Arrange the lines of the records below as a numbered list, starting at the line containing "Expected: one point per instance of the string" and continuing through the end of the records. Leave out blank lines.

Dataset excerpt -
* start *
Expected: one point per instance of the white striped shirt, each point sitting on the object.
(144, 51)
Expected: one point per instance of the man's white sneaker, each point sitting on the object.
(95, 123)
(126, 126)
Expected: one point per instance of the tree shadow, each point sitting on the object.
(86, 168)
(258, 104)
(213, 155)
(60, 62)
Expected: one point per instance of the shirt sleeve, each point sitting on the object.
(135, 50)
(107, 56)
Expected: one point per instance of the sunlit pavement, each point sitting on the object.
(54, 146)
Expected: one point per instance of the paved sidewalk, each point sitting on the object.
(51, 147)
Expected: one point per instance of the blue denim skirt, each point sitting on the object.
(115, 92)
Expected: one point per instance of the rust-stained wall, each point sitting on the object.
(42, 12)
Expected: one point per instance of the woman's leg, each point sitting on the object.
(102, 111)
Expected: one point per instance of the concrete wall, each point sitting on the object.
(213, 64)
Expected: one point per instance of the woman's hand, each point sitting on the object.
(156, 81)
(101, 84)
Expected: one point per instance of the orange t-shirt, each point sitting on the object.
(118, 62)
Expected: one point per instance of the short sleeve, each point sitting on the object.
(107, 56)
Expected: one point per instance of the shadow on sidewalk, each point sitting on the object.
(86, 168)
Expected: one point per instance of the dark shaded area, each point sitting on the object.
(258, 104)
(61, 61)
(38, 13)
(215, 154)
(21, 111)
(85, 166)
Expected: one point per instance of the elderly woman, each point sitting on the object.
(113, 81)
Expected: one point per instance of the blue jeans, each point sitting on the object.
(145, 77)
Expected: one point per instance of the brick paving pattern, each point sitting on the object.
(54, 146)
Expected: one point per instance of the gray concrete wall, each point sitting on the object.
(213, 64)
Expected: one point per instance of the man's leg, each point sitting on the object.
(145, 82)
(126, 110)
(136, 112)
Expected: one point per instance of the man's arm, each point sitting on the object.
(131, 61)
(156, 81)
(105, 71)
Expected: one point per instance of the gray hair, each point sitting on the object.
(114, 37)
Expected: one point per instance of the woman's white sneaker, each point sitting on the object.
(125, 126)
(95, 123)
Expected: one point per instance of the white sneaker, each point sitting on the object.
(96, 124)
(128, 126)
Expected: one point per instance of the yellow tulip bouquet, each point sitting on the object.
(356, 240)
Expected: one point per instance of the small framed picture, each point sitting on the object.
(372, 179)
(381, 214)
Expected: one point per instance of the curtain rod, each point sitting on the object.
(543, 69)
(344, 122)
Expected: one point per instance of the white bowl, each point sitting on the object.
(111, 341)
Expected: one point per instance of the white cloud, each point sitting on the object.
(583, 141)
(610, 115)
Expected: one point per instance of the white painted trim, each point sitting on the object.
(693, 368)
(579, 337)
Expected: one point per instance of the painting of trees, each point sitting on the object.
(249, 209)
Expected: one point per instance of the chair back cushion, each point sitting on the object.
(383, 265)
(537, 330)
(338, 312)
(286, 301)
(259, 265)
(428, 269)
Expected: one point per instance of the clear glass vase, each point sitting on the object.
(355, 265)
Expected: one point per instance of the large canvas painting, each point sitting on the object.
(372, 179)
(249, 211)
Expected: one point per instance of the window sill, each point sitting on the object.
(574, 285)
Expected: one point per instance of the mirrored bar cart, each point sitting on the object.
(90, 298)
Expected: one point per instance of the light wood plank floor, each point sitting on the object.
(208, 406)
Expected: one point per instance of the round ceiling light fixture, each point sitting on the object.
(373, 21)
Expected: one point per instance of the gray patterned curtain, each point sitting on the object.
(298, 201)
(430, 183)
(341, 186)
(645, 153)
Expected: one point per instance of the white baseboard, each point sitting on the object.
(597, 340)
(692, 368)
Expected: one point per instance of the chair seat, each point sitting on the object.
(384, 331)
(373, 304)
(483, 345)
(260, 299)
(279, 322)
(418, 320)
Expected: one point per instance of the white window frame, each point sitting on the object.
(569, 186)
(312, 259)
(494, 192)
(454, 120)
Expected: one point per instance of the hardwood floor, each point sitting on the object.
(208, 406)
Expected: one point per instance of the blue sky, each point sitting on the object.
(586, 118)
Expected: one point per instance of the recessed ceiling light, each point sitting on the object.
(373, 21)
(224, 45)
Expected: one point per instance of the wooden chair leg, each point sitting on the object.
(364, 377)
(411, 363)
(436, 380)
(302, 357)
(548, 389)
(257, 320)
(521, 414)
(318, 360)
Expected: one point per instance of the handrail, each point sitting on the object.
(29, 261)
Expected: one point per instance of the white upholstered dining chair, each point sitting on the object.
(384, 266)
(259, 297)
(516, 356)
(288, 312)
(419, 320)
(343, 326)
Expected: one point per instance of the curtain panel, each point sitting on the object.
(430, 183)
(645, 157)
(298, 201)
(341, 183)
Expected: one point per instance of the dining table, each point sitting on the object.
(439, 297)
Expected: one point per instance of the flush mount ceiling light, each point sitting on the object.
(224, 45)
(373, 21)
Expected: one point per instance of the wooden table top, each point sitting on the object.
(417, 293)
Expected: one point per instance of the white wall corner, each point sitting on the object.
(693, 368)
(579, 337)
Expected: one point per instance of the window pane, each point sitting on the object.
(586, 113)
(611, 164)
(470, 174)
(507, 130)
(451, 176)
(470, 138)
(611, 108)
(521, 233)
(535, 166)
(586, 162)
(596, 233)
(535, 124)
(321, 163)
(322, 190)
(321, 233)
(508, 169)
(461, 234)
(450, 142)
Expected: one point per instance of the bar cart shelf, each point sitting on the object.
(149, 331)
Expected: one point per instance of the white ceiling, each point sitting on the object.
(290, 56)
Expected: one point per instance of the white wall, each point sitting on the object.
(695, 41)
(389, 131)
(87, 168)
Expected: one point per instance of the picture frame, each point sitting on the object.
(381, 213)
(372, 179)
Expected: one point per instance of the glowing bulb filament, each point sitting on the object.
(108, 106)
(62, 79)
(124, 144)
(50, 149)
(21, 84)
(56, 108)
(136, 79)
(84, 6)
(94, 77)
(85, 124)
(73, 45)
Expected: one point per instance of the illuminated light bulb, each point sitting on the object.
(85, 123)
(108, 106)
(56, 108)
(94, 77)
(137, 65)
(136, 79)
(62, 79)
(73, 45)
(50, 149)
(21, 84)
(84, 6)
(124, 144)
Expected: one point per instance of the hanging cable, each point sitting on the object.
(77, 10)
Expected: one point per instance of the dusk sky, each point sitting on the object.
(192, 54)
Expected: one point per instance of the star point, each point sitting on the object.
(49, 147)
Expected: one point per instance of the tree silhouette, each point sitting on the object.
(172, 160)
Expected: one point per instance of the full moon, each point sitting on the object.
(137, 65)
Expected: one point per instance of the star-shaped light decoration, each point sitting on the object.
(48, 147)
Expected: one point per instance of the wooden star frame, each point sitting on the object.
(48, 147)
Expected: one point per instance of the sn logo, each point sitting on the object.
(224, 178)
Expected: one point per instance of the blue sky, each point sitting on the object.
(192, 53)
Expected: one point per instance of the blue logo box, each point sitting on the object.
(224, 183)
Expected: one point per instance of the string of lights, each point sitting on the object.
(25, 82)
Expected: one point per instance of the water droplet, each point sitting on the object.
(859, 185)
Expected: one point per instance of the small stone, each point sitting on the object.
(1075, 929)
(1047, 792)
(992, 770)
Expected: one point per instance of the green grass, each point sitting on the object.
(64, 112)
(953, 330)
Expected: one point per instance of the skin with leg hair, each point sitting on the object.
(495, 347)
* end *
Response below -
1. Expected: one point per instance of the string of lights, each point sitting on the object.
2. (25, 82)
3. Expected: one point per instance of the water droplet, each point sitting on the object.
4. (859, 185)
5. Expected: one point per instance of the small stone, each point sitting on the object.
6. (1075, 929)
7. (1047, 792)
8. (992, 770)
9. Expected: one point per instance of the green grass, each point sitting on the object.
10. (64, 112)
11. (953, 330)
12. Expected: one point per instance of the skin with leg hair, each point sitting on the object.
13. (495, 347)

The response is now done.